Go through the data line by line and count the lines that hold "long". Reply with the total only.

===

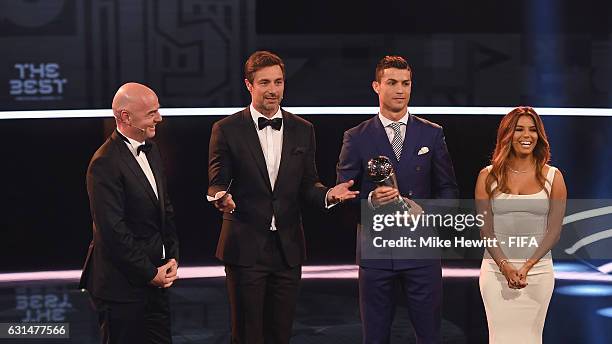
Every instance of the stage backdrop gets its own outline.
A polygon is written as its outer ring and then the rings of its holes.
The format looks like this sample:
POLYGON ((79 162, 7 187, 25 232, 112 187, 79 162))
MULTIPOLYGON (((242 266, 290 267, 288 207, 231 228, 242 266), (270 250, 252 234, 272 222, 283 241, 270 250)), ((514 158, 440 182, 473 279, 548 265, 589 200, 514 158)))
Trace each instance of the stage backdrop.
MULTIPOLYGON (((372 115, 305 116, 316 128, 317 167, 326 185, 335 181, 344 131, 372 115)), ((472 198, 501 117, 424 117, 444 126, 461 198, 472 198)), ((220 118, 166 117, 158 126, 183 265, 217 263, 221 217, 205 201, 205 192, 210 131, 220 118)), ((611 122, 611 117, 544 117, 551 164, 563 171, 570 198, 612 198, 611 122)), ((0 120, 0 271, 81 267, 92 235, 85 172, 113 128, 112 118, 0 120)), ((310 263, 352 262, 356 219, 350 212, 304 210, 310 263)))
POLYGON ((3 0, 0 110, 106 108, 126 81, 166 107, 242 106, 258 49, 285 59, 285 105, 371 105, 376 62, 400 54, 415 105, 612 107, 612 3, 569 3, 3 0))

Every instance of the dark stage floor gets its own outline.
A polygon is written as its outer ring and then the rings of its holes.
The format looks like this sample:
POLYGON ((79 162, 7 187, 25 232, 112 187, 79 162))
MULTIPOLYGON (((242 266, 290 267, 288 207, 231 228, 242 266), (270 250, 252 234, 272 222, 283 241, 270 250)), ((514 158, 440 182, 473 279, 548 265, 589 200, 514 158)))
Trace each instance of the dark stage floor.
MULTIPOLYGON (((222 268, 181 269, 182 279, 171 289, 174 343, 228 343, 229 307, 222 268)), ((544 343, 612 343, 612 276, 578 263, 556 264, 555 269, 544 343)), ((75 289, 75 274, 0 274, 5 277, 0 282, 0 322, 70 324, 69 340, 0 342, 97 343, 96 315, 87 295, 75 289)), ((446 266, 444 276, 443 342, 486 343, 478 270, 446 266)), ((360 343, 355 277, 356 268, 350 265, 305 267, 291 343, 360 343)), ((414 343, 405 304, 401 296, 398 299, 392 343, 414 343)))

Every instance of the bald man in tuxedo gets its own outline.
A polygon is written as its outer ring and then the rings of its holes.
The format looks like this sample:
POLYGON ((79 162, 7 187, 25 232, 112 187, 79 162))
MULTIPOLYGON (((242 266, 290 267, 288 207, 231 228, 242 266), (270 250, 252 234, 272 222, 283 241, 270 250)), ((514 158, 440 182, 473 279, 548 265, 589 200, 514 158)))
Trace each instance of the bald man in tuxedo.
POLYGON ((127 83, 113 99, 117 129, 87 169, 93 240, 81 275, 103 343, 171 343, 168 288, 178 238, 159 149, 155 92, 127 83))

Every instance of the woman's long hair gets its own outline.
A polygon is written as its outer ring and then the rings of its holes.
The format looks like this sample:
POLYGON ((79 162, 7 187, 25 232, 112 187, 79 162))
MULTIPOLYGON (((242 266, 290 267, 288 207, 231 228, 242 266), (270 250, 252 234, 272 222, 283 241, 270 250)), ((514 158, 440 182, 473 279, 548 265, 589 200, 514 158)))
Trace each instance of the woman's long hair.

===

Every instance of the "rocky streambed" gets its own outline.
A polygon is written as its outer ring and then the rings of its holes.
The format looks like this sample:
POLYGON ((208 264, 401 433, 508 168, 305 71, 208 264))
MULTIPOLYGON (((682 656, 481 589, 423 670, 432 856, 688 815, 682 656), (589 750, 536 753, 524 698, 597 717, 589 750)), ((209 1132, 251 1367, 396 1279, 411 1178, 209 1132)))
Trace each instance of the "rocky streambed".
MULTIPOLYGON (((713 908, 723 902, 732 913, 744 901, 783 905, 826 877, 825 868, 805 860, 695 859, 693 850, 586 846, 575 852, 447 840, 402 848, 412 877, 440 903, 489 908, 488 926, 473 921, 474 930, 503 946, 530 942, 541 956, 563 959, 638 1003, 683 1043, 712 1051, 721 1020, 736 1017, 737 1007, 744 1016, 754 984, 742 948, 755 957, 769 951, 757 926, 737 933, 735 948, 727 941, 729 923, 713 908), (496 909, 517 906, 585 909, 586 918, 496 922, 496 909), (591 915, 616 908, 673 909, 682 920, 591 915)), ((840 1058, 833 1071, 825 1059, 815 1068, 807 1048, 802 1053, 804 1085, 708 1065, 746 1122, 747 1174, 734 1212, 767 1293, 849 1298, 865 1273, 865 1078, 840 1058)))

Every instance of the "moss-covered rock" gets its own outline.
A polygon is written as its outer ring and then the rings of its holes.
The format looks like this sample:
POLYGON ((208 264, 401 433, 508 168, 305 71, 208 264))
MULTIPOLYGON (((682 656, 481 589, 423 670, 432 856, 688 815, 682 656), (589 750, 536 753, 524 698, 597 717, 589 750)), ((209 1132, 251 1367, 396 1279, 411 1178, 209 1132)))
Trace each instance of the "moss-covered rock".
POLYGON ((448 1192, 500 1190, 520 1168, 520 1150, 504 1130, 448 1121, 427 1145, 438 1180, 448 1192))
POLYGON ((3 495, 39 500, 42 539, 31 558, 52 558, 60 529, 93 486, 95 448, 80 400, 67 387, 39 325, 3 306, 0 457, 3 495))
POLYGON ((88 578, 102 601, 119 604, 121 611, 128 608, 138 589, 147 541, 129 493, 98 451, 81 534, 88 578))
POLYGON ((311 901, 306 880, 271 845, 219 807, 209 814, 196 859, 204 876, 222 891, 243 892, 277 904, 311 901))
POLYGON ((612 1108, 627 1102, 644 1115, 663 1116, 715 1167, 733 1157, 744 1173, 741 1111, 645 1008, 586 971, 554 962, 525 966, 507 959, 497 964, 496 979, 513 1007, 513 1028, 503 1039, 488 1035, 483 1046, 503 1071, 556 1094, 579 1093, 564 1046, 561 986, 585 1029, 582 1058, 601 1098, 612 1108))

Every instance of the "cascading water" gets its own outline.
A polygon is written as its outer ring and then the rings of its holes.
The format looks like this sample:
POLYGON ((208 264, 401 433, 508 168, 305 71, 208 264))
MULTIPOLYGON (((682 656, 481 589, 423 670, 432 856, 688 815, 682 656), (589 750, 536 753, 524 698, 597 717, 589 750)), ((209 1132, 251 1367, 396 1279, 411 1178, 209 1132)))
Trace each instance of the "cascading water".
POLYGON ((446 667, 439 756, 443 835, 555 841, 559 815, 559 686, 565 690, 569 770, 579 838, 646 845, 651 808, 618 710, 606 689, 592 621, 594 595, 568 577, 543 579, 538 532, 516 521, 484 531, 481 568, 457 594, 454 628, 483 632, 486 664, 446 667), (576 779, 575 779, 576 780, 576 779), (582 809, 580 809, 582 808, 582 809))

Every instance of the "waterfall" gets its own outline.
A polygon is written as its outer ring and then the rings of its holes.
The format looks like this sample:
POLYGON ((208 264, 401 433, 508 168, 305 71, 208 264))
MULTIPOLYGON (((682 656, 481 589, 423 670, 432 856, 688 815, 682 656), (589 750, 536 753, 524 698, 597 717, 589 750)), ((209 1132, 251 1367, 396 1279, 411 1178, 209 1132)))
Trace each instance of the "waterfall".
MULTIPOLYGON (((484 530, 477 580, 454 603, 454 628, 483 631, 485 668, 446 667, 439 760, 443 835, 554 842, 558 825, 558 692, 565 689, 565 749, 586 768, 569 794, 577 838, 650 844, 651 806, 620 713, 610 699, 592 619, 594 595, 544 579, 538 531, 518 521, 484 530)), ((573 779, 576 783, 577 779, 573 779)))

===

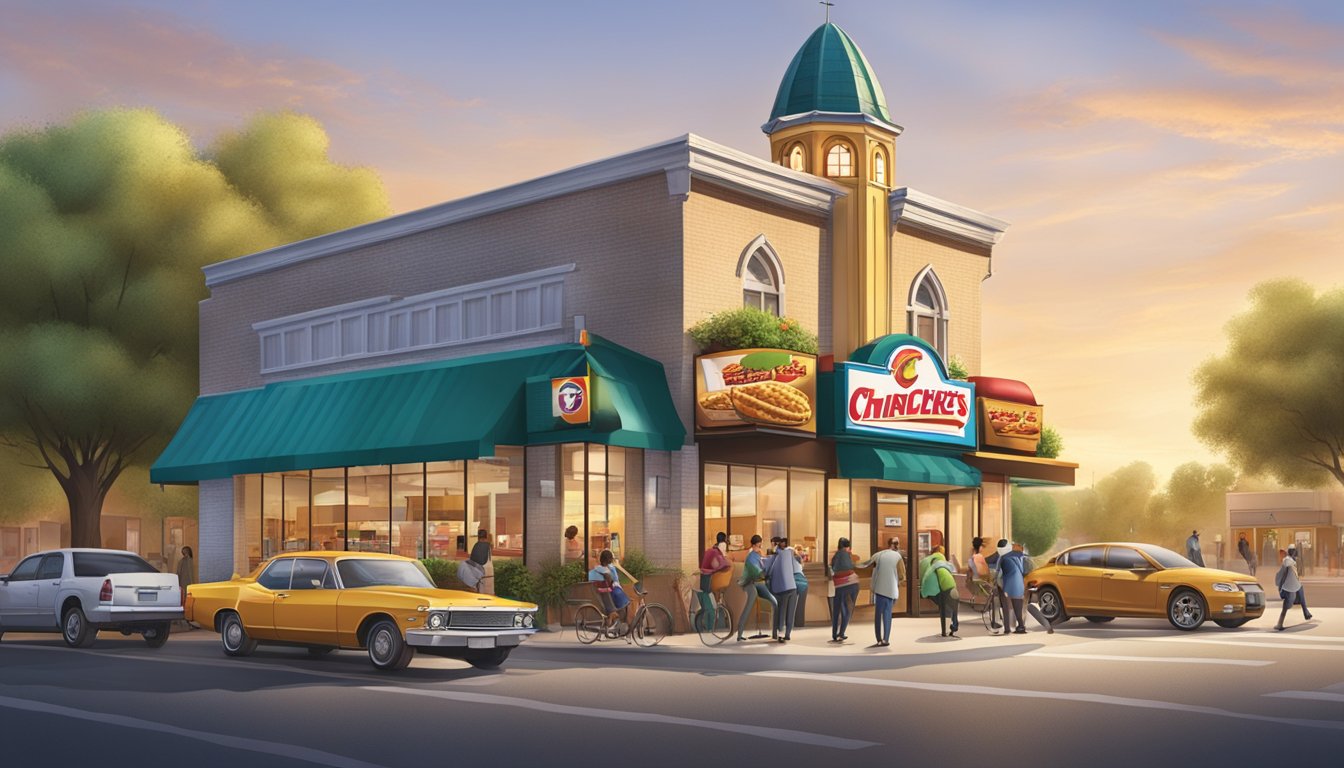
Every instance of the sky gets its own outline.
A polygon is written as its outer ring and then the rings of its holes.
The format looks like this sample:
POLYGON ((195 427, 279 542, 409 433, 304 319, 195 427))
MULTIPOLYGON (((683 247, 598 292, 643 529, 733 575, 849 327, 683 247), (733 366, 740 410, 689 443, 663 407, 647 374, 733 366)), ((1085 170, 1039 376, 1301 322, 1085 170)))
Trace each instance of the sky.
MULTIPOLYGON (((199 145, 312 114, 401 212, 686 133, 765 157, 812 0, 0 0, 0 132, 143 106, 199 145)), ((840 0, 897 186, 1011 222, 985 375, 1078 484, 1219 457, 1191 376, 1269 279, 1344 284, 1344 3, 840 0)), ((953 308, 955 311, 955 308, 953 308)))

===

■ **ANSWER TO THIS TASK**:
2